The data
★ ★ ★ ★ ★
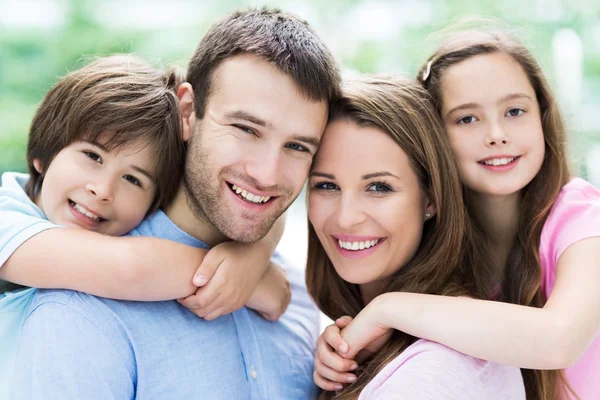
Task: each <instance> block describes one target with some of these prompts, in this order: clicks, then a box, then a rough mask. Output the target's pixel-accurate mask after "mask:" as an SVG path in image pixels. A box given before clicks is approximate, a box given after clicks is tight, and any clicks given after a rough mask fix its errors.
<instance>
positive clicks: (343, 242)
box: [338, 239, 381, 251]
mask: <svg viewBox="0 0 600 400" xmlns="http://www.w3.org/2000/svg"><path fill="white" fill-rule="evenodd" d="M380 240H381V239H375V240H368V241H366V242H345V241H343V240H340V239H338V244H339V245H340V247H341V248H342V249H346V250H353V251H357V250H364V249H368V248H369V247H373V246H375V245H376V244H377V243H379V241H380Z"/></svg>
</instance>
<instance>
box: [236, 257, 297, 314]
mask: <svg viewBox="0 0 600 400" xmlns="http://www.w3.org/2000/svg"><path fill="white" fill-rule="evenodd" d="M291 300H292V290H291V288H290V283H289V281H288V280H287V274H286V272H285V269H283V268H282V267H280V266H279V265H277V264H275V263H274V262H271V263H270V264H269V266H268V267H267V270H266V271H265V274H264V275H263V277H262V279H261V280H260V282H259V283H258V286H257V287H256V290H255V291H254V293H253V294H252V297H250V300H248V302H247V303H246V306H248V307H250V308H252V309H253V310H255V311H256V312H258V313H259V314H260V315H261V316H262V317H263V318H264V319H266V320H269V321H277V320H278V319H279V317H281V315H282V314H283V313H284V312H285V310H286V309H287V306H288V305H289V304H290V301H291Z"/></svg>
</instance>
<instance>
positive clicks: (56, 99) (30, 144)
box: [26, 55, 185, 211]
mask: <svg viewBox="0 0 600 400" xmlns="http://www.w3.org/2000/svg"><path fill="white" fill-rule="evenodd" d="M182 78H183V76H182V74H181V73H180V72H179V71H177V70H171V71H168V72H163V71H159V70H157V69H155V68H154V67H152V66H151V65H149V64H147V63H146V62H144V61H142V60H141V59H139V58H136V57H134V56H131V55H116V56H110V57H104V58H99V59H97V60H96V61H94V62H92V63H90V64H88V65H86V66H84V67H83V68H81V69H78V70H76V71H74V72H72V73H70V74H68V75H67V76H65V77H63V78H62V79H61V80H60V81H59V82H58V83H57V84H56V85H54V87H52V88H51V89H50V91H48V93H47V94H46V96H45V97H44V99H43V100H42V102H41V104H40V106H39V108H38V109H37V112H36V114H35V116H34V118H33V122H32V124H31V129H30V131H29V141H28V144H27V163H28V168H29V174H30V180H29V182H28V184H27V187H26V191H27V194H28V195H29V196H30V197H31V198H32V199H34V197H35V194H36V192H37V190H38V188H40V187H41V184H42V181H43V179H44V171H46V170H47V169H48V166H49V165H50V163H51V162H52V160H53V159H54V157H55V156H56V155H57V154H58V153H59V152H60V151H61V150H62V149H64V148H65V147H67V146H69V145H70V144H72V143H73V142H75V141H78V140H86V141H90V142H96V141H98V139H99V137H100V136H101V135H103V134H106V133H109V134H110V137H109V139H108V141H107V142H106V143H103V145H104V146H105V147H107V148H108V149H109V150H111V149H115V148H120V147H122V146H125V145H139V146H146V145H149V146H152V150H153V152H154V162H155V170H156V175H157V178H156V185H157V191H156V198H155V201H154V203H153V205H152V207H151V210H149V211H155V210H156V209H157V208H159V207H163V206H164V205H166V204H168V203H169V202H170V201H171V200H172V199H173V197H174V196H175V194H176V192H177V189H178V187H179V183H180V178H181V175H182V173H183V167H184V160H185V144H184V142H183V141H182V139H181V136H180V132H181V120H180V115H179V103H178V99H177V95H176V93H175V91H176V90H177V87H178V86H179V84H180V83H181V82H182V80H183V79H182ZM34 160H38V161H39V164H40V166H41V170H42V172H41V173H40V172H38V171H37V170H36V168H35V167H34V163H33V162H34Z"/></svg>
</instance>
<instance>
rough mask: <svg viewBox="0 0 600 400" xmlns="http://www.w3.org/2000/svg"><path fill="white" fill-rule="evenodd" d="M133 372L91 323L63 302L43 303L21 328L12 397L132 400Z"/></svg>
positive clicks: (34, 398)
mask: <svg viewBox="0 0 600 400" xmlns="http://www.w3.org/2000/svg"><path fill="white" fill-rule="evenodd" d="M132 371H133V366H132V365H128V361H126V358H125V357H122V355H121V354H120V353H119V352H118V351H117V349H116V347H115V346H114V345H113V344H112V343H111V341H110V339H109V338H108V337H107V336H106V335H105V334H104V333H103V332H101V330H100V329H98V328H97V327H96V326H95V325H94V324H93V323H92V322H91V321H90V320H89V319H87V318H86V317H85V316H83V315H81V314H80V313H78V312H77V311H75V310H73V309H71V308H70V307H68V306H67V305H65V304H60V303H44V304H41V305H39V306H37V307H36V308H35V309H34V311H33V312H32V313H31V314H30V315H29V316H28V318H27V320H26V322H25V324H24V326H23V331H22V334H21V338H20V343H19V349H18V352H17V363H16V370H15V380H14V392H13V399H15V400H21V399H23V400H25V399H27V400H29V399H90V400H93V399H98V400H110V399H134V398H135V385H134V375H133V372H132Z"/></svg>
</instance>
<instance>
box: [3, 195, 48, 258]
mask: <svg viewBox="0 0 600 400" xmlns="http://www.w3.org/2000/svg"><path fill="white" fill-rule="evenodd" d="M56 227H58V225H55V224H53V223H51V222H50V221H48V220H46V219H45V218H44V215H43V213H42V212H41V211H40V210H39V208H37V206H35V204H34V203H33V202H31V201H30V200H28V199H27V198H22V197H17V196H15V195H14V193H11V192H10V191H9V190H7V189H4V188H0V267H2V265H4V263H5V262H6V260H8V258H9V257H10V256H11V255H12V253H14V251H15V250H16V249H18V248H19V246H21V245H22V244H23V243H24V242H25V241H27V240H28V239H30V238H31V237H33V236H35V235H37V234H38V233H40V232H42V231H44V230H46V229H49V228H56Z"/></svg>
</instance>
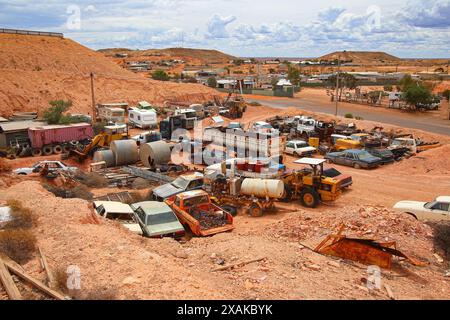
★ ★ ★ ★ ★
Activity
Extract from the records above each line that contains the string "clicks". Case counts.

Expected output
Task: each <instance> block describes one target with some of these prompts, in this order: clicks, then a box, then a rough mask. Output the target's pixel-accurate mask after "mask:" as an SVG path in image pixels. A box given before clicks is approximate, a box given after clicks is tight, and any clicks given after a rough mask fix its errors.
positive clicks: (343, 242)
positive clicks: (56, 99) (30, 144)
positive clicks: (34, 398)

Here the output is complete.